● **Text section**:
--- Start ---

# Can I Get Credit for Time Served???



## Big Don (Feb 8, 2008)

Can I get credit for time served? :wah:


----------



## Xue Sheng (Feb 8, 2008)

Half of U.K. men must be insane couch potatoes


----------



## grydth (Feb 8, 2008)

Well, the purveyors of the study obviously hope to give the impression that British men are all couch ridden TV addicts or British women must be terrible in the sack....... either one yielding lots of angst and controversy........... all the hysteria all to their benefit, of course.

I did my own survey.

My personal study shows 95% of what I see in the media to be slanted, trivial or incomplete. I further found that 75% of studies were long on self serving and short on scholarship. A shocking 0% of the time would I trade intimate time with the woman I love for yet another infernal device to bring shallow media trash into my home.

--- End ---

● **Short task a**:
Answer these questions about the forum thread:
(i) Who asked whether they could get credit for time served?
(ii) According to Xue Sheng's post, what must half of U.K. men be?
(iii) In grydth's personal study, what percentage of what grydth sees in the media was found to be slanted, trivial or incomplete?
The forum thread and the rows after it are separate, unrelated material.

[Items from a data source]
--- Start ---

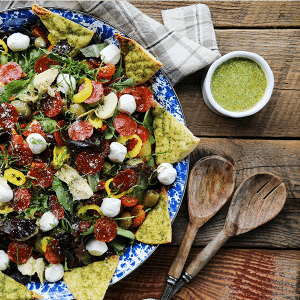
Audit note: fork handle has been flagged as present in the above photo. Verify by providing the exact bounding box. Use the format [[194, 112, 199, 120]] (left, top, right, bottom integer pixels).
[[168, 222, 199, 280]]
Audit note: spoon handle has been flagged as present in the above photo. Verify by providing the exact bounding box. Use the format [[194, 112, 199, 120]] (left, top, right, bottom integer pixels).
[[186, 229, 230, 277], [168, 222, 199, 279], [159, 222, 199, 300], [165, 229, 230, 300]]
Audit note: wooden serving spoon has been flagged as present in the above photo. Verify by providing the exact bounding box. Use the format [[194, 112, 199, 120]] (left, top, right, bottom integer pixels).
[[160, 156, 236, 299], [165, 173, 286, 299]]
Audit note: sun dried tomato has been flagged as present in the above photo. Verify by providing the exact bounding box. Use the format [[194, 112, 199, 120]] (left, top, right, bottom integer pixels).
[[94, 217, 118, 242], [113, 169, 138, 193]]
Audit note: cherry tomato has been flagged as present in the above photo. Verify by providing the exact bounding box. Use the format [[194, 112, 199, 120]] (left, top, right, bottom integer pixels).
[[94, 217, 118, 242]]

--- End ---

● **Short task b**: Copy the rows word for word, starting at the line that contains "Audit note: wooden" and ending with the last of the rows, both ends included.

● **Exercise answer a**:
(i) Big Don
(ii) Insane couch potatoes
(iii) 95%

● **Exercise answer b**:
Audit note: wooden serving spoon has been flagged as present in the above photo. Verify by providing the exact bounding box. Use the format [[194, 112, 199, 120]] (left, top, right, bottom integer pixels).
[[160, 156, 236, 299], [165, 173, 286, 299]]
Audit note: sun dried tomato has been flagged as present in the above photo. Verify by providing the exact bounding box. Use the format [[194, 112, 199, 120]] (left, top, right, bottom integer pixels).
[[94, 217, 118, 242], [113, 169, 138, 193]]
Audit note: cherry tomato has been flagged as present in the above photo. Verify by providing the exact bounding box. Use the format [[194, 112, 199, 120]] (left, top, right, bottom integer pixels).
[[94, 217, 118, 242]]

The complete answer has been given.